> **Saved entries**
============================================================

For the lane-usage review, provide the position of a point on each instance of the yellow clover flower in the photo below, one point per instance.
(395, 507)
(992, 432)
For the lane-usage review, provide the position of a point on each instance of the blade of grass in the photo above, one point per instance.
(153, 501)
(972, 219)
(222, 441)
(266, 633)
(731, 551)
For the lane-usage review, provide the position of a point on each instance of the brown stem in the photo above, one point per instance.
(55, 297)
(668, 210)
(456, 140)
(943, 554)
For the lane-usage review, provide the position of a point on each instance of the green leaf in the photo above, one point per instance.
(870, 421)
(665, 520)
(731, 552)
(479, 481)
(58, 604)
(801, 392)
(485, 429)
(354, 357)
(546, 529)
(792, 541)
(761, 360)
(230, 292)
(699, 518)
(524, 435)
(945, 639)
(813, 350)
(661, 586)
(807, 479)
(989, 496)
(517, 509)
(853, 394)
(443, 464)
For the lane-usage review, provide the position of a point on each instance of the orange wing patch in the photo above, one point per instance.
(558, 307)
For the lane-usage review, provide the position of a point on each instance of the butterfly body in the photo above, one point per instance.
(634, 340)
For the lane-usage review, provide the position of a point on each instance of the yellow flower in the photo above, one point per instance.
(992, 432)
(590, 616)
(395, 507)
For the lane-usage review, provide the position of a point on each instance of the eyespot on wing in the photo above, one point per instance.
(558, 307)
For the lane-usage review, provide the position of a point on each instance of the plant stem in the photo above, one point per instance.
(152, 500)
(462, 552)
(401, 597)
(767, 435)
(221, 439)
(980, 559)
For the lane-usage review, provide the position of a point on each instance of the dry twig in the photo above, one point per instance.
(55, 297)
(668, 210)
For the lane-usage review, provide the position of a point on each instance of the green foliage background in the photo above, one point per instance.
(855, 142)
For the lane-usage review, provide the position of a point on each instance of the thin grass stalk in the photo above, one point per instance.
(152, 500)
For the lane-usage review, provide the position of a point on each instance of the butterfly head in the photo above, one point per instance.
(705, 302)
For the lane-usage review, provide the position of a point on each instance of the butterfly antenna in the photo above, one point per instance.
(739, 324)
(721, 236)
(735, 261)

============================================================

> **EXERCISE BRIEF**
After reading the data above, return it verbatim in full.

> **EXERCISE SOLUTION**
For the lane-usage review, provide the position of a point on each instance of the yellow clover flower in the photo below, one point per instance.
(395, 507)
(992, 432)
For the lane-usage review, provide the position of a point on each instance of the blade of grass in the photo above, one point per instance.
(153, 501)
(972, 219)
(222, 441)
(266, 633)
(731, 551)
For the lane-usage review, provide the position of a point on each instance of the brown stem in the photo above, one point per instance.
(55, 297)
(668, 210)
(456, 140)
(943, 554)
For the lane-usage review, provide the position of a point on each instance of the green leaf in the photo above, one point per instance.
(870, 421)
(665, 520)
(731, 552)
(479, 481)
(58, 604)
(801, 392)
(485, 429)
(354, 357)
(546, 529)
(792, 541)
(761, 360)
(230, 292)
(699, 518)
(524, 435)
(945, 639)
(813, 350)
(661, 586)
(807, 479)
(989, 496)
(517, 509)
(853, 394)
(443, 464)
For the lane-usage review, provide the position of a point on each instance of the orange wing patch in the photo above, one point per instance.
(558, 307)
For the lane-usage review, provide the position of a point on each instance of the butterfly body in the photo above, one point per instance.
(634, 340)
For the lane-usage review, provide the position of a point on each instance of the yellow flower in the photo above, one point per instance.
(992, 432)
(590, 616)
(395, 507)
For the lane-usage review, provide the position of a point on each instance of the eyespot on wing in the photo above, one point per instance.
(558, 307)
For the lane-usage review, provide the position of a point on each instance of the plant stem in the photo above, one point per instance.
(152, 500)
(462, 552)
(401, 597)
(767, 435)
(221, 439)
(980, 559)
For the lane-usage review, provide the position of a point on each instance of the dry twig in the photo above, one point per instance.
(55, 297)
(668, 210)
For the lane-usage review, provide the position of a point on each instance of the green foliage background in the photo above, one point per instance.
(855, 142)
For the lane-usage review, provide the position of a point on each instance of the thin grass stalk in the photo above, one point per instance.
(152, 500)
For the lane-usage review, provide the position of a point on each instance of the butterfly head in the photo above, one point per instance.
(705, 302)
For the lane-usage review, provide the position of a point on each instance of the butterfly antenna in the photo above, one point per instance.
(739, 324)
(721, 236)
(735, 261)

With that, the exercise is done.